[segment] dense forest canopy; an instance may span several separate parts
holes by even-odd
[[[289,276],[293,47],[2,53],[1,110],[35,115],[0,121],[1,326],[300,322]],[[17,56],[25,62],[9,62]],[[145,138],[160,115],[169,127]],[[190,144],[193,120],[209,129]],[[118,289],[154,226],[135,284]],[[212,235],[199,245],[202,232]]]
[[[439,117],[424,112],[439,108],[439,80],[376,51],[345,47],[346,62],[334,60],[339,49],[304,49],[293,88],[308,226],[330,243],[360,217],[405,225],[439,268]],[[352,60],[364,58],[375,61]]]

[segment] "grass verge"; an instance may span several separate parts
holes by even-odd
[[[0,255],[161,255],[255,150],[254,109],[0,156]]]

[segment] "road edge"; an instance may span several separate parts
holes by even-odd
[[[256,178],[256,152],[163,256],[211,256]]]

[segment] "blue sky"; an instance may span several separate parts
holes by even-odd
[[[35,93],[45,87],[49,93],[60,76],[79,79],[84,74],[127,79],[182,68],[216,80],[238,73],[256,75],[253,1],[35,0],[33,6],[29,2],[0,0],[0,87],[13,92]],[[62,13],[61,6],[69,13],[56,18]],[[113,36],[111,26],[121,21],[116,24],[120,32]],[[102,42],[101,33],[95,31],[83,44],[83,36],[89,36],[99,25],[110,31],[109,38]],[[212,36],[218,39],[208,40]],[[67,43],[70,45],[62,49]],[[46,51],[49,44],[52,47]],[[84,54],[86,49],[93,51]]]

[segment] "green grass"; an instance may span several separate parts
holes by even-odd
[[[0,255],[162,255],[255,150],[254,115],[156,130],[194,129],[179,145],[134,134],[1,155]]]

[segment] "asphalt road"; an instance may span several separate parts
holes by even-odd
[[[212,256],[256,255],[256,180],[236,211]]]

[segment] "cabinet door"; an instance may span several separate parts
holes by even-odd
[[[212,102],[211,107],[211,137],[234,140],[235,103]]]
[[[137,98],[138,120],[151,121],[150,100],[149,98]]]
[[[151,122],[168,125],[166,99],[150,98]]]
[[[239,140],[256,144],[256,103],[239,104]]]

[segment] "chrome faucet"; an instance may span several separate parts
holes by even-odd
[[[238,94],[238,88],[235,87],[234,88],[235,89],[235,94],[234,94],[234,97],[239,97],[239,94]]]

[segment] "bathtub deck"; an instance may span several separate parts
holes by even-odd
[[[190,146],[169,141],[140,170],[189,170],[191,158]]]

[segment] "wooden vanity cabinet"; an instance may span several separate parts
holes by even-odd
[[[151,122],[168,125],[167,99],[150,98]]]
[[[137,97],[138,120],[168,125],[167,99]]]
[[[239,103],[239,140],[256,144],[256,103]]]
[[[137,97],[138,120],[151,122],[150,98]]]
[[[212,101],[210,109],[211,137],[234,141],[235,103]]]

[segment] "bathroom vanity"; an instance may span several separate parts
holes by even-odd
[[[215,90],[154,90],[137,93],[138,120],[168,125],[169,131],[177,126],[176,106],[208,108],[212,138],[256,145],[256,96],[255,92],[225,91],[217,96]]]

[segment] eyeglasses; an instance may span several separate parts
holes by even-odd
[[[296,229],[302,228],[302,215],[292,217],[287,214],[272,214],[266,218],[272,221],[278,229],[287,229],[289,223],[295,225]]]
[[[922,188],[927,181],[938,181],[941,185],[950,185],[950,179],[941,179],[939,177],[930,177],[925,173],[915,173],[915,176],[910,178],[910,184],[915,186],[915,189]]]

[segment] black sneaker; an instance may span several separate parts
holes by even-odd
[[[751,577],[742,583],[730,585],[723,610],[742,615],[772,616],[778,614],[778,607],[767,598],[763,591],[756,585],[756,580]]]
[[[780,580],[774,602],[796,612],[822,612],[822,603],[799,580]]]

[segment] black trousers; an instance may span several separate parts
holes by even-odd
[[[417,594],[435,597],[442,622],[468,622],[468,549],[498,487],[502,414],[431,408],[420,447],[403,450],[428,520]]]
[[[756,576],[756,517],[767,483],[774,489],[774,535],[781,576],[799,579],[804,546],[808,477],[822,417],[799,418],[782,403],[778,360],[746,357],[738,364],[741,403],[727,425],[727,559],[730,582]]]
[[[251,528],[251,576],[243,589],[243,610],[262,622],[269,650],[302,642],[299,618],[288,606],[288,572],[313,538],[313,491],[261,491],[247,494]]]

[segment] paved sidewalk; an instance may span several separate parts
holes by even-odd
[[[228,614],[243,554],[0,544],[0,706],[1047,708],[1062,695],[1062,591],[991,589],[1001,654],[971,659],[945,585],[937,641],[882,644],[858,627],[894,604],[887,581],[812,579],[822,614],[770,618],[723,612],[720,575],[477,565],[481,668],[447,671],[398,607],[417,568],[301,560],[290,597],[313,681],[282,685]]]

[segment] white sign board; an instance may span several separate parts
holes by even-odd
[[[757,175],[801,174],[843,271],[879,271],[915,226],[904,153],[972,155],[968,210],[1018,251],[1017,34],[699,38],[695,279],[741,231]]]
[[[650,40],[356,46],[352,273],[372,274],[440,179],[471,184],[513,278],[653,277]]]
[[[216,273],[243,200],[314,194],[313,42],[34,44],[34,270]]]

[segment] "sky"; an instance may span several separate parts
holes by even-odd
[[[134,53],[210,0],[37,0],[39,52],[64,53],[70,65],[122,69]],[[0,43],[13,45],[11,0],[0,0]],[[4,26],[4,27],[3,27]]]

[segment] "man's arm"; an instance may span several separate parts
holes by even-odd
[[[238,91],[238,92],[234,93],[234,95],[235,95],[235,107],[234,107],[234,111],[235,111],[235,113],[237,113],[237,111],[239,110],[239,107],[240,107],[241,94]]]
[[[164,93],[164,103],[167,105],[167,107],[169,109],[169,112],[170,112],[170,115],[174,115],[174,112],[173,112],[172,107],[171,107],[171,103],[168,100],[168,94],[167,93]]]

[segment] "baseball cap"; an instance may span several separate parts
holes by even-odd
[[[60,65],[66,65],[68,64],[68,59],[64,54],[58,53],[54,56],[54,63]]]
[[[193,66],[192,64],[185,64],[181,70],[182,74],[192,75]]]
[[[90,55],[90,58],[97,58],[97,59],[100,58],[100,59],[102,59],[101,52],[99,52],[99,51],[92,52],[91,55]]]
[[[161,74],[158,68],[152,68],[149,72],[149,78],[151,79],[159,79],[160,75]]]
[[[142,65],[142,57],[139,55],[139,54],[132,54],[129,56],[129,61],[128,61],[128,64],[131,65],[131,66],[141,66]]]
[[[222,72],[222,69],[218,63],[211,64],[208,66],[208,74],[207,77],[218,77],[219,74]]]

--*--

Do this
Reproduce all of the lines above, replacing "separate parts" with "disjoint pieces" everywhere it occurs and keeping everything else unchanged.

Complete response
[segment] dense forest canopy; an instance may span several disjoint pieces
holes by even-odd
[[[289,276],[293,47],[2,53],[1,110],[35,115],[0,121],[1,326],[300,322]],[[17,56],[25,62],[9,62]],[[145,138],[160,115],[169,127]],[[190,144],[193,120],[209,129]],[[118,289],[154,226],[135,284]],[[212,235],[199,245],[202,232]]]
[[[439,117],[424,112],[439,108],[439,80],[376,51],[345,47],[346,62],[334,60],[339,49],[304,49],[293,88],[308,226],[330,243],[360,217],[405,225],[439,268]],[[352,60],[364,58],[375,61]]]

[segment] "grass verge"; an instance may span several disjoint pieces
holes by even-odd
[[[0,255],[161,255],[255,150],[254,109],[0,156]]]

[segment] "road edge"; an instance may span several disjoint pieces
holes by even-odd
[[[256,178],[256,152],[163,256],[211,256]]]

[segment] "blue sky"; an instance may span several disjoint pieces
holes by even-odd
[[[35,93],[45,87],[49,93],[60,76],[79,79],[84,74],[127,79],[182,68],[216,80],[238,73],[256,75],[253,1],[35,0],[33,6],[29,2],[0,0],[0,87],[13,92]],[[62,13],[61,6],[69,13],[56,18]],[[113,36],[111,26],[121,21],[116,24],[120,32]],[[102,42],[101,33],[95,31],[83,44],[83,36],[89,36],[99,25],[110,31],[109,38]],[[212,36],[218,39],[208,40]],[[67,43],[70,45],[62,49]],[[46,51],[49,44],[52,47]],[[84,54],[86,49],[93,51]]]

[segment] "green grass"; an instance may span several disjoint pieces
holes by even-odd
[[[0,255],[162,255],[255,150],[254,115],[156,130],[194,129],[179,145],[134,134],[1,155]]]

[segment] "asphalt road"; an instance may span several disjoint pieces
holes by even-odd
[[[212,256],[256,255],[256,180],[236,211]]]

[segment] "cabinet door"; an instance may span several disjoint pieces
holes by even-odd
[[[212,102],[211,107],[211,137],[234,140],[235,103]]]
[[[137,98],[138,120],[151,121],[150,100],[149,98]]]
[[[151,122],[168,125],[166,99],[150,98]]]
[[[239,140],[256,144],[256,103],[239,104]]]

[segment] "chrome faucet"; an instance may span several disjoint pieces
holes by even-odd
[[[238,94],[238,88],[235,87],[234,88],[235,89],[235,94],[234,94],[234,97],[239,97],[239,94]]]

[segment] "bathtub deck"; an instance may span several disjoint pieces
holes by even-odd
[[[190,146],[169,141],[140,170],[189,170],[191,158]]]

[segment] "wooden vanity cabinet"; an instance may span several disjoint pieces
holes by even-odd
[[[151,122],[168,125],[167,99],[150,98]]]
[[[137,97],[138,120],[168,125],[167,99]]]
[[[239,103],[239,140],[256,144],[256,103]]]
[[[137,97],[138,120],[151,122],[150,98]]]
[[[212,101],[210,109],[211,137],[234,141],[235,103]]]

[segment] "bathroom vanity"; an instance may span several disjoint pieces
holes by even-odd
[[[215,90],[154,90],[137,93],[138,120],[168,125],[169,131],[177,126],[176,106],[208,108],[212,138],[256,145],[256,96],[255,92],[225,91],[217,96]]]

[segment] eyeglasses; an instance may span several disjoint pieces
holes by even-odd
[[[296,229],[302,228],[302,215],[292,217],[287,214],[272,214],[266,218],[272,221],[278,229],[287,229],[289,223],[295,225]]]
[[[922,188],[927,181],[938,181],[941,185],[950,185],[950,179],[941,179],[939,177],[930,177],[925,173],[915,173],[915,176],[910,178],[910,184],[915,186],[915,189]]]

[segment] black sneaker; an instance may span several disjoint pieces
holes by even-odd
[[[751,577],[742,583],[730,585],[723,610],[742,615],[772,616],[778,614],[778,607],[767,598],[763,591],[756,585],[756,580]]]
[[[780,580],[774,602],[796,612],[822,612],[822,603],[799,580]]]

[segment] black trousers; an instance may span several disjoint pieces
holes by even-odd
[[[417,594],[435,597],[442,622],[468,622],[468,549],[498,487],[502,414],[431,408],[420,447],[403,450],[428,520]]]
[[[756,576],[756,517],[767,483],[774,489],[774,535],[781,576],[799,579],[804,546],[808,477],[822,417],[799,418],[782,403],[778,360],[746,357],[738,364],[741,403],[727,425],[727,559],[730,582]]]
[[[251,528],[251,576],[243,589],[243,610],[262,622],[269,650],[302,642],[299,618],[288,606],[288,572],[313,538],[313,491],[261,491],[247,494]]]

[segment] paved sidewalk; an instance may span several disjoint pieces
holes by even-odd
[[[228,614],[243,554],[0,544],[0,706],[1047,708],[1062,695],[1062,591],[991,589],[1001,654],[971,659],[945,585],[937,641],[882,644],[858,627],[894,604],[887,581],[812,579],[822,614],[770,618],[723,612],[720,575],[477,565],[481,668],[447,671],[398,607],[417,568],[301,560],[290,597],[313,681],[282,685]]]

[segment] white sign board; an instance may span several disjoint pieces
holes by even-odd
[[[757,175],[801,174],[843,271],[879,271],[915,226],[904,153],[972,155],[968,210],[1018,251],[1017,34],[699,38],[695,279],[741,231]]]
[[[650,40],[356,46],[352,273],[372,274],[440,179],[471,184],[513,278],[653,277]]]
[[[216,273],[243,200],[314,194],[313,42],[34,44],[34,270]]]

[segment] "sky"; an instance may span several disjoint pieces
holes by even-odd
[[[134,53],[210,0],[37,0],[39,52],[64,53],[70,65],[122,69]],[[0,43],[13,45],[11,0],[0,0]],[[4,26],[4,27],[3,27]]]

[segment] "man's arm"; an instance may span several disjoint pieces
holes by even-odd
[[[238,91],[238,92],[234,93],[234,95],[235,95],[235,107],[234,107],[234,111],[235,111],[235,113],[237,113],[237,111],[239,110],[239,107],[240,107],[241,94]]]
[[[164,93],[164,103],[167,105],[167,107],[169,109],[169,112],[170,112],[170,115],[174,115],[174,112],[173,112],[172,107],[171,107],[171,103],[168,100],[168,94],[167,93]]]

[segment] "baseball cap"; an instance may span several disjoint pieces
holes by even-odd
[[[60,65],[66,65],[68,64],[68,59],[64,54],[58,53],[54,56],[54,63]]]
[[[193,66],[192,64],[185,64],[181,70],[182,74],[192,75]]]
[[[90,55],[90,58],[97,58],[97,59],[100,58],[100,59],[102,59],[101,52],[99,52],[99,51],[92,52],[91,55]]]
[[[161,74],[158,68],[152,68],[149,72],[149,78],[151,79],[159,79],[160,75]]]
[[[142,65],[142,57],[139,55],[139,54],[132,54],[129,56],[129,61],[128,61],[128,64],[131,65],[131,66],[141,66]]]
[[[222,72],[222,69],[218,63],[211,64],[208,66],[208,74],[207,77],[218,77],[219,74]]]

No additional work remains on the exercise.